Opdracht:
Neem uit de recensie van ‘Striptease’ letterlijk het stuk over dat begint bij "Recensies van ‘Striptease’" en eindigt bij "lektuurinformatiedienst, maart 1980.".

Aangeleverd fragment:
- - -
Recensies van ‘Striptease’

 

Bronnen: Literom, BNTL, Picarta, knipselarchief van de auteur.
Diverse auteurs.

[Geen titel]

Jan Klein

NBLC lektuurinformatiedienst, maart 1980.

Mede op Achterbergs 17-delige cyclus Zestien gedijt een liefde tussen de ik, leraar Nederlands, en een 16-jarige leerlinge. De verhouding ontluikt aan moeders afsterven en wordt paring op de woonkamer van de stervende vader. Verknoopt hiermee: vaktechnisch-letterkundige essays, vaak over essays. Omtrent Achterberg dus en vele anderen. ‘Anti-essays’ meent CG. Veel Freud en – “Freud voorbij”; astrologie, fetisjisme, kabbalisme, althans: getallenmystiek, tot in de nummering van de hoofdstukken. CG heeft het dan ook over de poëzie, het raadsel en het sacrale voor medegelovigen. D.w.z.: taalgelovigen, de horoscopie voorbij. Dit occultisme is tenslotte ook maar een dogmatische omweg naar de geloofsessentie. “Dat doet de blinde kracht van ongemerckte Stroomen” (Huygens: p.7). Achter het geheim van taalmagie kom je toch nooit. Dan zijn zelfs occultistische explicaties welkom, mits het bloed er “krachtiger” van gaat “Stroomen”. Niet vanwege “beter begrip” allicht. Of vanwege “dieper invoelen”. Enkel vanwege de bloedeigen werkelijkheid van het taalwonder. Achterberg belichaamt dit in de meest concrete zin. Hiervan levert CG enige bewijzen, al blijft hij zelf – lot van menig taalproever – van magische macht verstoken. Zijn schriftuur kon wel eens lijden aan eigen dogmatiek.
- - -
Vastgelegde gegevens:
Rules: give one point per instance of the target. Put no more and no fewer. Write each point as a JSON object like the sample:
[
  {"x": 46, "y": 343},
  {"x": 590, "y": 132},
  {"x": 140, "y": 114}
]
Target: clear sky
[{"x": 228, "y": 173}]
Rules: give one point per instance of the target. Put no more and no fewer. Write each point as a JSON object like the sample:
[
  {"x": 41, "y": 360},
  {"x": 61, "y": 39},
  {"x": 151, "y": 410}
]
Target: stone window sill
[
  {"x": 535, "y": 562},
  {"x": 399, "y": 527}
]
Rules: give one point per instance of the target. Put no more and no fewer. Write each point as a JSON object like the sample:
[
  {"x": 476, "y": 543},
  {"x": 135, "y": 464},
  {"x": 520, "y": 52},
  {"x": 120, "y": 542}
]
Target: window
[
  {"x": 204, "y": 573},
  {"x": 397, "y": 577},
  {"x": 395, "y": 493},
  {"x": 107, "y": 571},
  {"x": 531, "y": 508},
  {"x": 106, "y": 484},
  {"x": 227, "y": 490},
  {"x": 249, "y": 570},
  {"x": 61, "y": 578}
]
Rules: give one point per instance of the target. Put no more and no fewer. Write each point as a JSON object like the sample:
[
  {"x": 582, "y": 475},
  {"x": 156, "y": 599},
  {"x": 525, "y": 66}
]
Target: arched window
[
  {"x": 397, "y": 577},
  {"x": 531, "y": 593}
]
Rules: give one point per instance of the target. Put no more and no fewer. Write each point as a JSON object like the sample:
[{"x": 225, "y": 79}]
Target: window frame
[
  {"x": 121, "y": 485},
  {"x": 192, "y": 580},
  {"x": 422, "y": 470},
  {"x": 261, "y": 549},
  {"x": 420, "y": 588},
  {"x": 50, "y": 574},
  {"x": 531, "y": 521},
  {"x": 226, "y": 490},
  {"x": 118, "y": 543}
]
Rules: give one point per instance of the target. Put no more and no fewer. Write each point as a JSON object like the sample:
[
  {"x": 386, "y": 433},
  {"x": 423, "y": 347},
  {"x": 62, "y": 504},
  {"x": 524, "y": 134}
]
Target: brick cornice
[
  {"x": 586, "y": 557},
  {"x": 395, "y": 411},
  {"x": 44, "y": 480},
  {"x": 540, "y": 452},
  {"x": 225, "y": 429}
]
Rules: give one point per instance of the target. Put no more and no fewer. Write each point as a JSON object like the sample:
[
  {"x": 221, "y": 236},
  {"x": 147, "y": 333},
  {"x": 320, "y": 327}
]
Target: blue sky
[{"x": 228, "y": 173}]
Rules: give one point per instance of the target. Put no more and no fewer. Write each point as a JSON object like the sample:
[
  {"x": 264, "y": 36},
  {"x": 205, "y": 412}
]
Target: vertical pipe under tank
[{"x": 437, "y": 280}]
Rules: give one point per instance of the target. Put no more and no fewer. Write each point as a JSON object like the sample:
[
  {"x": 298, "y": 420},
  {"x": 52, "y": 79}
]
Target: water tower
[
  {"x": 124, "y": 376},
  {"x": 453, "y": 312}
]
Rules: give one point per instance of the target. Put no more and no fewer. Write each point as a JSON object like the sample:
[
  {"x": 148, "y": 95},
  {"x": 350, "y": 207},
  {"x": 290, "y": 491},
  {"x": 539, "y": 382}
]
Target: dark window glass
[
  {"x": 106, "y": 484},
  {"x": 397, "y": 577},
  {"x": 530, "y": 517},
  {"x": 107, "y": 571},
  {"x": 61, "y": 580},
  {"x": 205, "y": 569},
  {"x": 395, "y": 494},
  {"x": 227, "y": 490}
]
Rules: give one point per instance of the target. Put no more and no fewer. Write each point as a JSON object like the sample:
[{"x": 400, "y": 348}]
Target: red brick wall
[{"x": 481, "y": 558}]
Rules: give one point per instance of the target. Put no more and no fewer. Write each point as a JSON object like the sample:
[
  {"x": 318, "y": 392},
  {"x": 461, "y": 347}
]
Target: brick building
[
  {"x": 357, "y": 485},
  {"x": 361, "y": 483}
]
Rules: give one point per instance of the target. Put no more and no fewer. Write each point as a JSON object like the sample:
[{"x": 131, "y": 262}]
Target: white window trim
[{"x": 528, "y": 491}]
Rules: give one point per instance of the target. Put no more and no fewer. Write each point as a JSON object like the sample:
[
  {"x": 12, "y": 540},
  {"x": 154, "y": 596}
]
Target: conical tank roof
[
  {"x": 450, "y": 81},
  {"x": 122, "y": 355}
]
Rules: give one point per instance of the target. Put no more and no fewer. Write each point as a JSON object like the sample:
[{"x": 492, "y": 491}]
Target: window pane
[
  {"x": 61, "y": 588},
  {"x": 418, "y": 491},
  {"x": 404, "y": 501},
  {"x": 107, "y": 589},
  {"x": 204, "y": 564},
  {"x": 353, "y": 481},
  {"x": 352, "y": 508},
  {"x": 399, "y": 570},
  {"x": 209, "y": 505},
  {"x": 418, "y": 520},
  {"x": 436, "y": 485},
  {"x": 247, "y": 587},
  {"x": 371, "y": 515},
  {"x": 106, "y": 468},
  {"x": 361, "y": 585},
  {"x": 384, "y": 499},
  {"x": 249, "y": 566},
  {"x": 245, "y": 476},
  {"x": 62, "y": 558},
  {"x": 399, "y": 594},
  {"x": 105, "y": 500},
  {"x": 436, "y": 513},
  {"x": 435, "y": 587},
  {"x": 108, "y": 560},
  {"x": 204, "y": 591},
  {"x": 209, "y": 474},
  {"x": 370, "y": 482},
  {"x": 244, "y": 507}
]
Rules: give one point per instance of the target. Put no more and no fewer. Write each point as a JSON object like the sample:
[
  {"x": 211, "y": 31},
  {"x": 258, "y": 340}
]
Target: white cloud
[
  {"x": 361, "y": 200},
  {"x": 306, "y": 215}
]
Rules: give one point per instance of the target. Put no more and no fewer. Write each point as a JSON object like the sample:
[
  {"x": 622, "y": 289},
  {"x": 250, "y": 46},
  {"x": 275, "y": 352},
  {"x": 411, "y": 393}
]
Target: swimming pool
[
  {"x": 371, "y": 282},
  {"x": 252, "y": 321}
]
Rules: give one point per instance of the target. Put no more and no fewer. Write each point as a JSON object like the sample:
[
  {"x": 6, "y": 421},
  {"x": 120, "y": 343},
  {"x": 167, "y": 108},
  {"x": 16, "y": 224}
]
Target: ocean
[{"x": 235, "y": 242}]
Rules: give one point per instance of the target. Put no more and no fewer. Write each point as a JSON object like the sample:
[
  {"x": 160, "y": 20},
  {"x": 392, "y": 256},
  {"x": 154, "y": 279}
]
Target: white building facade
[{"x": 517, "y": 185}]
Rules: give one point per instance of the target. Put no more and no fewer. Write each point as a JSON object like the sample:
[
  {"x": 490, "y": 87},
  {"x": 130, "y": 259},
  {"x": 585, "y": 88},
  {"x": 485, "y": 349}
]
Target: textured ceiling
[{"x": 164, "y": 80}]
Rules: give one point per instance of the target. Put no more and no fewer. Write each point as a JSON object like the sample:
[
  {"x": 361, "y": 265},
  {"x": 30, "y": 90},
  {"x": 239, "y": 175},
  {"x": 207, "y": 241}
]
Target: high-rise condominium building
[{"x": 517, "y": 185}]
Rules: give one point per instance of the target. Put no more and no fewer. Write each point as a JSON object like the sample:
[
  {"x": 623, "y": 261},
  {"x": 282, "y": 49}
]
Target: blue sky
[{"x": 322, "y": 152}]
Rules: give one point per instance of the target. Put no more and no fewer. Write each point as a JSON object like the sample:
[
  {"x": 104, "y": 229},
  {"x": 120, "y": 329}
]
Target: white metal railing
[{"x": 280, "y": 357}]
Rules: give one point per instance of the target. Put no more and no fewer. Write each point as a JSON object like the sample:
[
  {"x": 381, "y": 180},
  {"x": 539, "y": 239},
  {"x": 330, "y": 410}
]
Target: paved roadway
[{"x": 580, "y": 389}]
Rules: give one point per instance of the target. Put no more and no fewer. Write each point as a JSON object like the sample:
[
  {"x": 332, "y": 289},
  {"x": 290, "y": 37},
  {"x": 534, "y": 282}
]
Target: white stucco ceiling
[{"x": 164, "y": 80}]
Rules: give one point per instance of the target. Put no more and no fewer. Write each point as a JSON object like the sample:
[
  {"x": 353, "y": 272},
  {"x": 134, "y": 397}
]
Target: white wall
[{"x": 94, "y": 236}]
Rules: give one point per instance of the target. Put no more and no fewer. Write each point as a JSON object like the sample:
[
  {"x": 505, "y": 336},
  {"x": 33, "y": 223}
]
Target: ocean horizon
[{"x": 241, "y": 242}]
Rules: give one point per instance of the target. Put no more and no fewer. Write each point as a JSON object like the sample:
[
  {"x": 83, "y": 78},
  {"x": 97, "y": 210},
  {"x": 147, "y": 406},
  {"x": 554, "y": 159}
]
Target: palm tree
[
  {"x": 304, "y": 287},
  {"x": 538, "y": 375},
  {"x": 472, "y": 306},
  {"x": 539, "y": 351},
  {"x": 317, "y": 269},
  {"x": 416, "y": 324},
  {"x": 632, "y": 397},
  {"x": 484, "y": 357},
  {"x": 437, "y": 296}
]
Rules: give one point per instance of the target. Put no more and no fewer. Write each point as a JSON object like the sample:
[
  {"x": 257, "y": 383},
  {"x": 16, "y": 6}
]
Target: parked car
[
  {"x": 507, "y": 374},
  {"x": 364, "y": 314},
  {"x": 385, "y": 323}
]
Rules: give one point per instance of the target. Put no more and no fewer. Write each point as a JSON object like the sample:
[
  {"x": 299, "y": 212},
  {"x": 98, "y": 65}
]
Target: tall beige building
- - -
Antwoord:
Recensies van ‘Striptease’

 

Bronnen: Literom, BNTL, Picarta, knipselarchief van de auteur.
Diverse auteurs.

[Geen titel]

Jan Klein

NBLC lektuurinformatiedienst, maart 1980.